■ REQUIREMENTS: Write each line exactly as it stands, from the line containing "point: the black street" through the end of the data.

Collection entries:
--------------------------------------------------

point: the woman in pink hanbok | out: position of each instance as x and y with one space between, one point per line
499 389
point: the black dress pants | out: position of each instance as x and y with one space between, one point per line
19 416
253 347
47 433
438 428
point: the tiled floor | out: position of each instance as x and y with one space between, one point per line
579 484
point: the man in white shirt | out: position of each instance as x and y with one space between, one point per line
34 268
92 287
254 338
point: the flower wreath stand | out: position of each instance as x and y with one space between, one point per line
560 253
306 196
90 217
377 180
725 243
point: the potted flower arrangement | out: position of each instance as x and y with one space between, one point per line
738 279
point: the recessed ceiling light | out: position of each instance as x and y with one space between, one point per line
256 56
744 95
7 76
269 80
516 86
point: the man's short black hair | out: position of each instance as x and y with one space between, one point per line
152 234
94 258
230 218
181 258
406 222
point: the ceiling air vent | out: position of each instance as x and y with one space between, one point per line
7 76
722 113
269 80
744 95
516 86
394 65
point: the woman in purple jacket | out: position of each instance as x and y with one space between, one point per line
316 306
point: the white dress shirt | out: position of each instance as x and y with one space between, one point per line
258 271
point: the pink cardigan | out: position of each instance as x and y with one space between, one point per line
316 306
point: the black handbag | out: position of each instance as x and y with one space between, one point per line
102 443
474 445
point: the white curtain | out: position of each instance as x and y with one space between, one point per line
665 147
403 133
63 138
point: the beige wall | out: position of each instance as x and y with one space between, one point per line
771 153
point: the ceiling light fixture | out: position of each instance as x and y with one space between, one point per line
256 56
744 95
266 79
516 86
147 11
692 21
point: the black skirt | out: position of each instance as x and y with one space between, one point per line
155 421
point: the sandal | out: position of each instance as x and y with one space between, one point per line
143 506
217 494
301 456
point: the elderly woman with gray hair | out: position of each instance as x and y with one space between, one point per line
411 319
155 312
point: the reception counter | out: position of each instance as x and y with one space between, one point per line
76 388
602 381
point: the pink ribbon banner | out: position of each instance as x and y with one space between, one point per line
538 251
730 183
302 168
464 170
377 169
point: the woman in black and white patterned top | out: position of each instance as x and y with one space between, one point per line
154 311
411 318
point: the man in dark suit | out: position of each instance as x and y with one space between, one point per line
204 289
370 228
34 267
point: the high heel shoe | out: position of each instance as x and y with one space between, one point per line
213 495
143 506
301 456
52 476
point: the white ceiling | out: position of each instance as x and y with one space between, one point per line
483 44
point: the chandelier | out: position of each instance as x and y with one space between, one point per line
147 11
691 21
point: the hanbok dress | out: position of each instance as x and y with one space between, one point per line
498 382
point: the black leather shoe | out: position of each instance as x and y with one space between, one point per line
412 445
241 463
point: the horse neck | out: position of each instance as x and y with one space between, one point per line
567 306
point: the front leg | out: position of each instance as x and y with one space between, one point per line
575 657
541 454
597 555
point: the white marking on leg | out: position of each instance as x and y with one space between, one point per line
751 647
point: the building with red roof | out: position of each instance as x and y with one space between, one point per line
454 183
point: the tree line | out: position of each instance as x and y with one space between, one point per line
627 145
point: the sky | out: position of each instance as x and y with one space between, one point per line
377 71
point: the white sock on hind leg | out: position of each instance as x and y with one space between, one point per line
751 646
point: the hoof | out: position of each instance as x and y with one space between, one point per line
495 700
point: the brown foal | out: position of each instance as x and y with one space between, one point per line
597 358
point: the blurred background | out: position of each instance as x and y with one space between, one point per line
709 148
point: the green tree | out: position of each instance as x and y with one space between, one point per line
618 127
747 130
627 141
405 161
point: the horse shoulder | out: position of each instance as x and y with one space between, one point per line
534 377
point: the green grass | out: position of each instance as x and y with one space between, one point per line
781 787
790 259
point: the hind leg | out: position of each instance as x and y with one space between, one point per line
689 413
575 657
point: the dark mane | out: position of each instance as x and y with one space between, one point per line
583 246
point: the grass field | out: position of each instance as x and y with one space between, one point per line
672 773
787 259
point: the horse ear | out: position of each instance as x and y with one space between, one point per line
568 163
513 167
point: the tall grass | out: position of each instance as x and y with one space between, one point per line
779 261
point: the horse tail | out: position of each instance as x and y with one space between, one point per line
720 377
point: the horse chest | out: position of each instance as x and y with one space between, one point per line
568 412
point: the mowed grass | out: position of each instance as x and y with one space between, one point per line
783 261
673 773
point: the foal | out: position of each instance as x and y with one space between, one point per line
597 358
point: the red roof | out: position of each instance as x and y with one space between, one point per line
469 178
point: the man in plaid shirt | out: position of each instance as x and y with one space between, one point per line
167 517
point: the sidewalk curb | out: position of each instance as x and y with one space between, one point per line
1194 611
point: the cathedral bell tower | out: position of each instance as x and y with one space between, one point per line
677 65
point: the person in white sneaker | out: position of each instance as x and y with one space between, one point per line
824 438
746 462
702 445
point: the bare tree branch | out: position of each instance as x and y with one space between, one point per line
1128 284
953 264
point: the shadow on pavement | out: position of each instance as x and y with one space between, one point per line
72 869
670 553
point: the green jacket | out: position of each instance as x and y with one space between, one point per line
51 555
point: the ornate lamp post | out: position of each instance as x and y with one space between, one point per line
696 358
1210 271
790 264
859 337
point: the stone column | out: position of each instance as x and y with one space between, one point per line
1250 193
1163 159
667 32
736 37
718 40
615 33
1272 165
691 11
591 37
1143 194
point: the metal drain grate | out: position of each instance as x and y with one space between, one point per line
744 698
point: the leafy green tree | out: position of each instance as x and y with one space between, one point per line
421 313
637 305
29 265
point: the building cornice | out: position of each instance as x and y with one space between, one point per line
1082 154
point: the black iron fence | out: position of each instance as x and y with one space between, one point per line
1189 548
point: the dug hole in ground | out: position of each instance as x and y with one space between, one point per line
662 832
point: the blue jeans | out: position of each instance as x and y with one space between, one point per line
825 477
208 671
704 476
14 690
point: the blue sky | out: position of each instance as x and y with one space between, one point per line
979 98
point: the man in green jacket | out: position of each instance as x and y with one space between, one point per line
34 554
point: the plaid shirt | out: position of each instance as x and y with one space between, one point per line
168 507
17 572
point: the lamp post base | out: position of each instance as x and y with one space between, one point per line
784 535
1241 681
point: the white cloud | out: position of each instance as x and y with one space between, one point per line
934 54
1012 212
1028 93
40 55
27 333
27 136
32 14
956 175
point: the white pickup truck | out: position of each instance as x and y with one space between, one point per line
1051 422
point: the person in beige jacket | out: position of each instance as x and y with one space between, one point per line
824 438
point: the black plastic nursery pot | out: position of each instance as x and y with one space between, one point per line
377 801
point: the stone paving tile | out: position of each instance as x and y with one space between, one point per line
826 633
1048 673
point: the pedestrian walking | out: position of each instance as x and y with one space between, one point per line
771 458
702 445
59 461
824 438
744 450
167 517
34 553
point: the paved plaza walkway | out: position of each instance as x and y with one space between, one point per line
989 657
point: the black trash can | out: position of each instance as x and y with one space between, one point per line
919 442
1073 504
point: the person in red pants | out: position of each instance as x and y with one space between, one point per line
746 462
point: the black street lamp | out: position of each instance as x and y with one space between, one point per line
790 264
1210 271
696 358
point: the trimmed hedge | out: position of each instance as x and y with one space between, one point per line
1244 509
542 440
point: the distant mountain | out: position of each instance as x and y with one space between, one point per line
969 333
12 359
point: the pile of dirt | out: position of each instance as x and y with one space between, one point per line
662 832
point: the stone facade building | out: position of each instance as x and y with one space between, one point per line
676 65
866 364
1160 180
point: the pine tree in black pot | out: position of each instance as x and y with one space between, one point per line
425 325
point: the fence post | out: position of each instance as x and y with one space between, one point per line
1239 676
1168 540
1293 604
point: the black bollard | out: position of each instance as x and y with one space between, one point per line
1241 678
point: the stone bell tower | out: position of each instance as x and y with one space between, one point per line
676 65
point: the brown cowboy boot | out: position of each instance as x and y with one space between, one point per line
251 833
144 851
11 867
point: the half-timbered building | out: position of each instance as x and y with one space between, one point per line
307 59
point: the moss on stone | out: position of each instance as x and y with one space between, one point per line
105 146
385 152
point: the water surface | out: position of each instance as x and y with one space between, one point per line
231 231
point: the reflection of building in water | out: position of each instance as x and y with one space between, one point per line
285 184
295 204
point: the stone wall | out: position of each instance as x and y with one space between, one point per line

--------------------------------------------------

■ CORRECT RESULT:
point: the black street lamp | out: position of each instance as x and y with one space between, one point per line
790 264
1210 271
696 358
point: the trimmed hedge | out: position of each instance as x and y with one space between, one point per line
1244 509
542 440
point: the distant mountain | out: position of each instance as x and y with one space between, one point per line
969 333
12 359
point: the pile of dirt | out: position of each instance as x and y with one space between, one point per line
662 832
point: the stone facade building | out: position of each instance as x and y with one space between, one point per line
676 65
866 364
1160 180
point: the pine tree in black pot | out: position of each instance as x and y with one space between, one point per line
425 325
point: the fence post | out: position of each instance as x and y with one space between, one point per line
1239 676
1168 540
1293 604
point: the black bollard | out: position of each instance as x and y with one space between, one point per line
1241 678
point: the stone bell tower | out: position of each instance as x and y with one space between, one point per line
676 65
point: the brown cowboy boot | out: position of each instance as x and y with one space between, one point per line
251 833
144 851
11 867
point: the half-timbered building | out: position of each instance as x and y with one space between, one point per line
307 59
point: the moss on stone | out: position of each instance as x and y with one space between, one point per line
105 146
385 152
point: the water surface | out: position of each instance as x and y with one space between, one point per line
231 231
point: the reflection of building in water | out: position of each instance as x and y with one space between, one point per line
285 184
295 204
point: the stone wall | out: position of each instance as x and y with one space between, one point per line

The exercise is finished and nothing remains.